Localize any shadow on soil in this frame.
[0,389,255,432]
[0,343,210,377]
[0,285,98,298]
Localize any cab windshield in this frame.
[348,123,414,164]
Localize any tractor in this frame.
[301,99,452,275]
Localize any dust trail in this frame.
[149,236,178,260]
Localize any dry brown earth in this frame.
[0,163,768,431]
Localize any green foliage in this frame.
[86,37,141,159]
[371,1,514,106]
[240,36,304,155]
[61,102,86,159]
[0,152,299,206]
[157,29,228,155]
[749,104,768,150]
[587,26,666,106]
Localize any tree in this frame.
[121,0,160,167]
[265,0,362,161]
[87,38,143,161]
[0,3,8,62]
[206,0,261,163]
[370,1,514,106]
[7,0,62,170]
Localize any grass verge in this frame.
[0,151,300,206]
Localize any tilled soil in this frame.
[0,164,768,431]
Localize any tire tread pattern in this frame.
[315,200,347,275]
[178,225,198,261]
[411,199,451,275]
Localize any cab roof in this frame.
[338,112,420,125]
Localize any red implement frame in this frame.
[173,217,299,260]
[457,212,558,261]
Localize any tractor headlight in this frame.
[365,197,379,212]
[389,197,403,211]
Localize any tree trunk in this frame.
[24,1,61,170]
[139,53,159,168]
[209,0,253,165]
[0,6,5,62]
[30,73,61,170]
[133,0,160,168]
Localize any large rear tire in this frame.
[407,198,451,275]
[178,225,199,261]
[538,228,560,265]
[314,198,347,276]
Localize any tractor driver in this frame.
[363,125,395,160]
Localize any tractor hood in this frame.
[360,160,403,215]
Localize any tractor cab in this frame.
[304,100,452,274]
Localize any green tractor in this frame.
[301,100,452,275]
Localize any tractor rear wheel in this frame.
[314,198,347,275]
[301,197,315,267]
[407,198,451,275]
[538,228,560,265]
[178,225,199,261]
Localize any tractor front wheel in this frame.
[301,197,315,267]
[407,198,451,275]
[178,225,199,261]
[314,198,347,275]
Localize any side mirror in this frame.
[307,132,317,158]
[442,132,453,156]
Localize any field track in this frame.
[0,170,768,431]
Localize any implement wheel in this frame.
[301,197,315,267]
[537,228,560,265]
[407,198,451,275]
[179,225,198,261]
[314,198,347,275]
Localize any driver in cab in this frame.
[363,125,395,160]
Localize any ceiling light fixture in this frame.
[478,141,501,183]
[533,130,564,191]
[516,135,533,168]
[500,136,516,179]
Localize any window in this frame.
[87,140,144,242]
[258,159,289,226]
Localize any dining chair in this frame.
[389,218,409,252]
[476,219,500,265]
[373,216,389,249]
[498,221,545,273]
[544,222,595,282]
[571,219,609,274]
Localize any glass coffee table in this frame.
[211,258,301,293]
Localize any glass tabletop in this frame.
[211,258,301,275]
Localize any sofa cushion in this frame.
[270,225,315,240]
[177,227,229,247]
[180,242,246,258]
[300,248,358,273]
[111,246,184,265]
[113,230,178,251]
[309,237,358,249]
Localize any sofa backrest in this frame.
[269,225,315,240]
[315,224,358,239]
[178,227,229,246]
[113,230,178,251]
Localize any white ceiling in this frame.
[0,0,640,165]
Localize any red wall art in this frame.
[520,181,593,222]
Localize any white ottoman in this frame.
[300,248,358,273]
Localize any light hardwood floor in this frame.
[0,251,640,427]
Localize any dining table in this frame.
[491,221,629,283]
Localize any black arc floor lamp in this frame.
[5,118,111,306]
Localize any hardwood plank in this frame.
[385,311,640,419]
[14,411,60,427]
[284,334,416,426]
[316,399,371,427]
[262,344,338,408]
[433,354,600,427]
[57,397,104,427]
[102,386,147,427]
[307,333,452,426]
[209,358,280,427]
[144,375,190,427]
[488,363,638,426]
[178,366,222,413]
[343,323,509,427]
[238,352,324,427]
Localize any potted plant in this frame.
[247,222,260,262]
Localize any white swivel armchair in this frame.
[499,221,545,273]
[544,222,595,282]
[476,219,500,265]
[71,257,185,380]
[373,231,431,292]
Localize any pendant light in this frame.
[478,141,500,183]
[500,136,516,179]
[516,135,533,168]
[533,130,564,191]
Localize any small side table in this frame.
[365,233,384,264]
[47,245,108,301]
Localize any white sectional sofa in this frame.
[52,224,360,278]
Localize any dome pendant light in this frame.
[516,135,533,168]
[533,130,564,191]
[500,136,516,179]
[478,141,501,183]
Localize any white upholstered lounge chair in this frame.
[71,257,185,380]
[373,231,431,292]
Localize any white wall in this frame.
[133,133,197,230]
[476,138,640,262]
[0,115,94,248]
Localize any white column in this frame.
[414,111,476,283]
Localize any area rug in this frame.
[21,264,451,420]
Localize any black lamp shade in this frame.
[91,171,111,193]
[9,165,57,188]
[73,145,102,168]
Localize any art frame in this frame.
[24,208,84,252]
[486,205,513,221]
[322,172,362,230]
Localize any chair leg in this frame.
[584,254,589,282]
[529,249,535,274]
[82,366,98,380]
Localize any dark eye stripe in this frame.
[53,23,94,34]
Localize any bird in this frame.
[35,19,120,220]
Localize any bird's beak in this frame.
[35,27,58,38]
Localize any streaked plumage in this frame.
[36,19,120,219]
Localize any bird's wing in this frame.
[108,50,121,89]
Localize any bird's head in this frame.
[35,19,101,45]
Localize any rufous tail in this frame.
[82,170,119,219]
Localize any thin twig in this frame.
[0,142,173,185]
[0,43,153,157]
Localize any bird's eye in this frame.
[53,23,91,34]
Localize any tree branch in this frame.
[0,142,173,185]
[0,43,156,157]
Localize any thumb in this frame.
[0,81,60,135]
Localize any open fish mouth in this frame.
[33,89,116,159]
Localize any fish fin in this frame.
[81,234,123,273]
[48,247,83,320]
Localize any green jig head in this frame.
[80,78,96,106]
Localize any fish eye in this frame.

- _Task instructions_
Please rewrite the records from the line that contains "Localize any tractor driver in this frame." through the line that contains "[301,100,452,275]", inclusive, replacing "frame" with "image" and leaving everything else unchanged.

- _Task result_
Localize any tractor driver in this image.
[363,125,395,160]
Localize any tractor hood in this image.
[360,160,403,215]
Localize any tractor cab in this image.
[304,100,452,274]
Localize any green tractor in this image.
[301,100,452,275]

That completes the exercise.